* [Text block]:
Self-employed artists and publicists are obligated to have social insurance coverage in Germany under the Artists' Social Insurance Act (KSVG). Self-employed artists are covered through the social insurance fund for artists (Künstlersozialkasse, KSK), which provides coverage within the statutory health, nursing care and pension insurance systems.
The KSK itself is not a health, nursing care or pension insurance policy. It merely registers the insured artists and publicists with a statutory health and nursing care insurance scheme and with the statutory pension insurance scheme and forwards their contributions to the responsible institutions.
Anyone who creates, practices or teaches music, performing or visual arts is an artist within the definition of the Artists' Social Insurance Act (Künstlersozialversicherungsgesetz, or KSVG). The artistic or journalistic activity must be self-employed and gainful. Gainful is any sustained, long-term activity aimed at generating income.
Artistic or journalistic activity can only be termed self-employed if it does not constitute paid employment within the framework of an employment relationship. Artists and publicists who only work temporarily in Germany are not insured through the KSK.
Application forms / questionnaire:
Work income is the difference between business income and business expenditure. It is the outcome of a profit and loss account drawn up in accordance with the general rules for determining profit under income tax law.
- Business income comprises all income in cash or monetary value that is directly related to the independent artistic or journalistic activity (e.g. fees, royalties, salaries). This also includes all copyright royalties, including those received via collecting societies (GEMA, GVL, Verwertungsgesellschaft Wort, Verwertungsgesellschaft Bild-Kunst etc.).
Please see here: Are scholarships included as income from artistic activity?
- Business expenses are all expenses or costs related to one's independent artistic or journalistic activity. They include all expenses incurred in any self-employed activity subject to compulsory insurance during the insurance period. The expenses include in particular expenses for business premises (rent, lighting, heating, cleaning), expenses for auxiliary staff (wages, social security contributions), expenses which are otherwise deducted as income-related expenses from any income from non-self-employed work, insofar as they have been incurred in exercising self-employed activity that is subject to compulsory insurance, contributions to professional associations, and write-offs.
Special expenses according to the German Income Tax Law (e.g. contributions to social insurance for artists or premiums for private health or life insurance) are not deductible.
Scholarships subject to income tax count as regular income from artistic activity. In a ruling, the Federal Social Court (Ref.: B 3 KS 2/12R of 28.11.2013) pointed out that under certain circumstances tax-free grants may also be included as earned income under the KSVG.
Work grants, i.e. grants paid in connection with a work realisation or the creation of a work, were counted by the KSK as part of the income earned from independent artistic or journalistic activity even before this decision. (In case of doubt – i.e. whether the income from such a grant should be included – reference should be made to the ruling because this is not always familiar to the KSK). Not to be taken into account, on the other hand, are scholarships granted directly from public funds or by intergovernmental or supranational institutions for the promotion of scientific or artistic education or further training.

* [Information supplied]:
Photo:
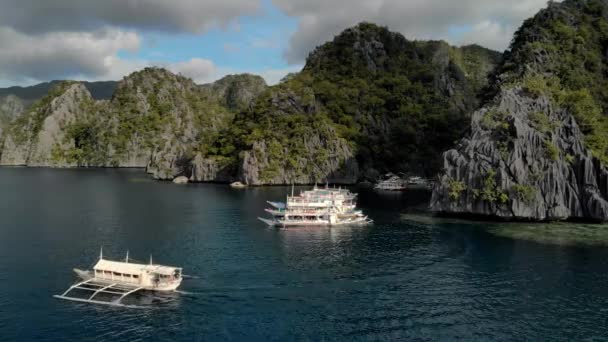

* [Complete the following]:
1/ Answer these questions from the text on artists' social insurance in Germany, one per line:
(a) What does the KSK do with the contributions of the insured artists and publicists?
(b) What is work income defined as?
(c) Which court issued the ruling with the reference B 3 KS 2/12R?
2/ Update the part of the text on artists' social insurance that opens with the words containing "Artistic or journalistic activity can" and closes with "Verwertungsgesellschaft Bild-Kunst etc.).". Write it out again with "collecting societies" replaced by "copyright collectives".

* [Outputs by task]:
1/
(a) It forwards them to the responsible institutions.
(b) The difference between business income and business expenditure.
(c) The Federal Social Court.

2/
Artistic or journalistic activity can only be termed self-employed if it does not constitute paid employment within the framework of an employment relationship. Artists and publicists who only work temporarily in Germany are not insured through the KSK.
Application forms / questionnaire:
Work income is the difference between business income and business expenditure. It is the outcome of a profit and loss account drawn up in accordance with the general rules for determining profit under income tax law.
- Business income comprises all income in cash or monetary value that is directly related to the independent artistic or journalistic activity (e.g. fees, royalties, salaries). This also includes all copyright royalties, including those received via copyright collectives (GEMA, GVL, Verwertungsgesellschaft Wort, Verwertungsgesellschaft Bild-Kunst etc.).